Task requirements » According to the passage below about the Pittsburgh Field Club, who successfully defended his match play title when the club hosted the 1937 PGA Championship?

Given passage »
----

Pittsburgh Field Club is a private country club, established in 1882, located six miles (10 km) northeast of downtown Pittsburgh in the suburb of Fox Chapel, Pennsylvania. It rounds out an impressive quartet of courses in the suburbs northeast of Pittsburgh, along with the Longue Vue Club and Golf Course, Oakmont Country Club and the Seth Raynor-designed Fox Chapel Golf Club.

Known simply as The Field Club to Pittsburghers, it hosted the PGA Championship in 1937, where Denny Shute successfully defended his match play title. The club also hosted the Western Open in 1959 as part of Pittsburgh's bicentennial celebration. Before he won the U.S. Open in 1953 at nearby Oakmont, Ben Hogan had to qualify for the national championship at the Pittsburgh Field Club, even though he had won three of the previous five.

----

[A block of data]
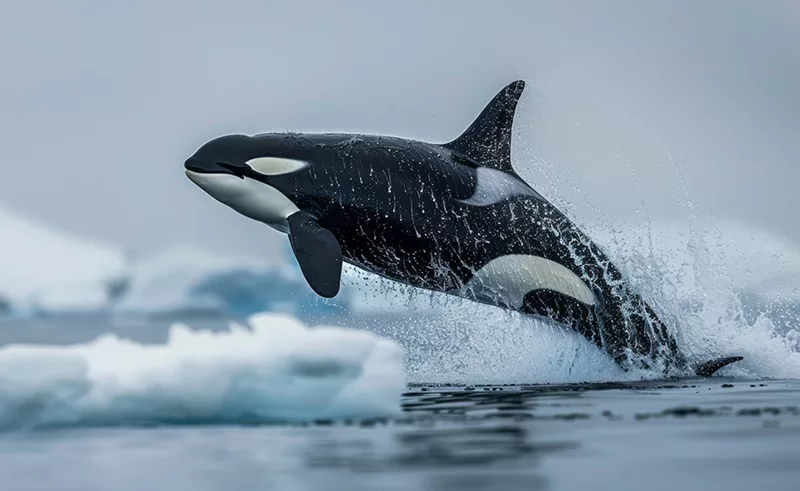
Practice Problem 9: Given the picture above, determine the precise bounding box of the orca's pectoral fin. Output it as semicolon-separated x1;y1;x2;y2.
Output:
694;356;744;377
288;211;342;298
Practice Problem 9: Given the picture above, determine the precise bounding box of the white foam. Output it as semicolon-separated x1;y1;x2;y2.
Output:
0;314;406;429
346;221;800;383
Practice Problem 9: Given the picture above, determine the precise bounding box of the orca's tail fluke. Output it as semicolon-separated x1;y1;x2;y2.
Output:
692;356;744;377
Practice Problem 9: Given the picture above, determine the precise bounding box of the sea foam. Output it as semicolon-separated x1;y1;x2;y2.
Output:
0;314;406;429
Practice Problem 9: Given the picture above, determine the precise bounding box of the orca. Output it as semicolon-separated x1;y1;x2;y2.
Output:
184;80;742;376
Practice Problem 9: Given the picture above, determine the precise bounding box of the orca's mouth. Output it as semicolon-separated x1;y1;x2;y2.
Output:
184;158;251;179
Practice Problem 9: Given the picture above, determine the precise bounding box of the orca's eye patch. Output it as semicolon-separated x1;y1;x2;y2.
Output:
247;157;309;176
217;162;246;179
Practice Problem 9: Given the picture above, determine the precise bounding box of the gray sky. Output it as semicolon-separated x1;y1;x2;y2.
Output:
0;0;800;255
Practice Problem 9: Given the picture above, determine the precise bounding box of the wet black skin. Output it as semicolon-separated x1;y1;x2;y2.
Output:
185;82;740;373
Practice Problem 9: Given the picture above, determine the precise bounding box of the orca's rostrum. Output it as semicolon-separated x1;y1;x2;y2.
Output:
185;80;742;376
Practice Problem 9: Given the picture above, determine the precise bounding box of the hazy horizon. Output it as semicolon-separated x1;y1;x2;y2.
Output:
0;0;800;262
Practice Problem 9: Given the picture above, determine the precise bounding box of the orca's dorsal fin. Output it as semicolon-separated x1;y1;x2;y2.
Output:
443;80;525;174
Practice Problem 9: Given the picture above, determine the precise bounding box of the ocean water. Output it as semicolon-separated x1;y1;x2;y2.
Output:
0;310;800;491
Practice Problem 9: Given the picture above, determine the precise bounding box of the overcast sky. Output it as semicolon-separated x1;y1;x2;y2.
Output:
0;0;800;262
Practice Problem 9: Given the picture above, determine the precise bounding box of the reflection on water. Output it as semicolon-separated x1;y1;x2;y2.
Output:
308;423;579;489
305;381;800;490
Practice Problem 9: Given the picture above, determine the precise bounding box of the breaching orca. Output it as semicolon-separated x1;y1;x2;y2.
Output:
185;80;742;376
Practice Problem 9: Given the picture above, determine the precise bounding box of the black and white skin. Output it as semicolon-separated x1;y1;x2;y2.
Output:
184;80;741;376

----

Correct response » Denny Shute